┌──
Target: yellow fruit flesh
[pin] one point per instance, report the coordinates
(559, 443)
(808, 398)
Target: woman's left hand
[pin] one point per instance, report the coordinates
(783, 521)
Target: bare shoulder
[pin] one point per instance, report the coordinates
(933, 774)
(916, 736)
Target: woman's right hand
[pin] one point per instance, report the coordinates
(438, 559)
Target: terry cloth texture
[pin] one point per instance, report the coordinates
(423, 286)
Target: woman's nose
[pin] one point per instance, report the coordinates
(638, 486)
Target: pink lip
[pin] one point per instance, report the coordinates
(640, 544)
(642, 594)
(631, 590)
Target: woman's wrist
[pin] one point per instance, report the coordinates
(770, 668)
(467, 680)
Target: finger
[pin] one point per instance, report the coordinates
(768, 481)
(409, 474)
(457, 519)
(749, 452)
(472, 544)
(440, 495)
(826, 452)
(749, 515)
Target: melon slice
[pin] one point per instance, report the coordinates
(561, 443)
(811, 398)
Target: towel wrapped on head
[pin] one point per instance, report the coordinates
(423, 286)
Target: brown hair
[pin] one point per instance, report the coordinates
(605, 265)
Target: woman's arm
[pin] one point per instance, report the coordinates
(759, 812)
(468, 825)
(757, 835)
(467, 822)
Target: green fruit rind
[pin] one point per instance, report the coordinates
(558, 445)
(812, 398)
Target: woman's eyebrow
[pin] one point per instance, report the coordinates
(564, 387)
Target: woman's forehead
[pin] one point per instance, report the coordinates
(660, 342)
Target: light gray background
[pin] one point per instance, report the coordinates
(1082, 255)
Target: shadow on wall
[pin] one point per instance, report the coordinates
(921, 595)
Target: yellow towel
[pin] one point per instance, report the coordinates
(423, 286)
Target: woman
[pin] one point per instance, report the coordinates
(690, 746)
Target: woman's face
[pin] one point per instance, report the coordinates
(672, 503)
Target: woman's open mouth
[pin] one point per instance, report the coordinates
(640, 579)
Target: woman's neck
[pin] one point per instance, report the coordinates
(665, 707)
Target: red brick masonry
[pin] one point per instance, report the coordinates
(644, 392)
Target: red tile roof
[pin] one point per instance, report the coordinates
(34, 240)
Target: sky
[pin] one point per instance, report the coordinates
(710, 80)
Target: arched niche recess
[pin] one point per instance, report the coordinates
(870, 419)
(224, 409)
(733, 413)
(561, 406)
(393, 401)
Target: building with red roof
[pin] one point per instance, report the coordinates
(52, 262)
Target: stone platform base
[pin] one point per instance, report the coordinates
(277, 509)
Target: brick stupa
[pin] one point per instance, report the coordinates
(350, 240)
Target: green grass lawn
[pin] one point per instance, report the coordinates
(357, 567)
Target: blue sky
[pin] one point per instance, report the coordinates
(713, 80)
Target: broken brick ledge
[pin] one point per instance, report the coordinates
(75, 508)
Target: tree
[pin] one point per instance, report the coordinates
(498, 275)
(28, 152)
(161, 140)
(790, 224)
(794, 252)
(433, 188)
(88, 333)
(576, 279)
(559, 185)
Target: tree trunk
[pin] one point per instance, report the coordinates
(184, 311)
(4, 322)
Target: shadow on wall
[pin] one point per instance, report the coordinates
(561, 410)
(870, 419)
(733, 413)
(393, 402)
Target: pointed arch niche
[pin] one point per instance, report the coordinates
└──
Instructions to follow — Starting with the line that contains "Target: red brick masonry" and continuing through the last line of the items above, write out every line again, requests included, adding 19 to each number in the coordinates.

Exercise output —
Target: red brick masonry
[pin] one point per instance, report the coordinates
(663, 411)
Target: red tile roof
[pin] one point per instance, report the coordinates
(53, 259)
Target: sky
[pin] one point per instance, report the coordinates
(729, 99)
Target: arched niche recess
[pin] one point per instance, report the coordinates
(889, 438)
(243, 428)
(752, 432)
(580, 425)
(412, 420)
Target: building with red roof
[pin] one point per instance, report the coordinates
(71, 281)
Target: stone platform base
[pin] one point per instance, report the coordinates
(296, 528)
Target: brick stupa
[pin] one point per instance, report the coordinates
(369, 259)
Target: green grass lawn
[pin] one point per instance, report the coordinates
(376, 586)
Target: blue sky
[pin] one point per instance, report the coordinates
(732, 99)
Target: broken brick ledge
[pin] one point per instance, report the coordinates
(94, 527)
Target: tree
[pin] one point per instance, report the coordinates
(517, 294)
(47, 171)
(180, 159)
(809, 243)
(813, 271)
(452, 207)
(107, 352)
(595, 298)
(578, 204)
Target: tree trunk
[pin] one point per instance, report the coordinates
(203, 330)
(23, 341)
Target: shadow on wall
[pin] one point per instance, report the coordinates
(580, 429)
(889, 438)
(752, 432)
(412, 421)
Target: pointed arch niche
[pin] one point per instance, report the coordinates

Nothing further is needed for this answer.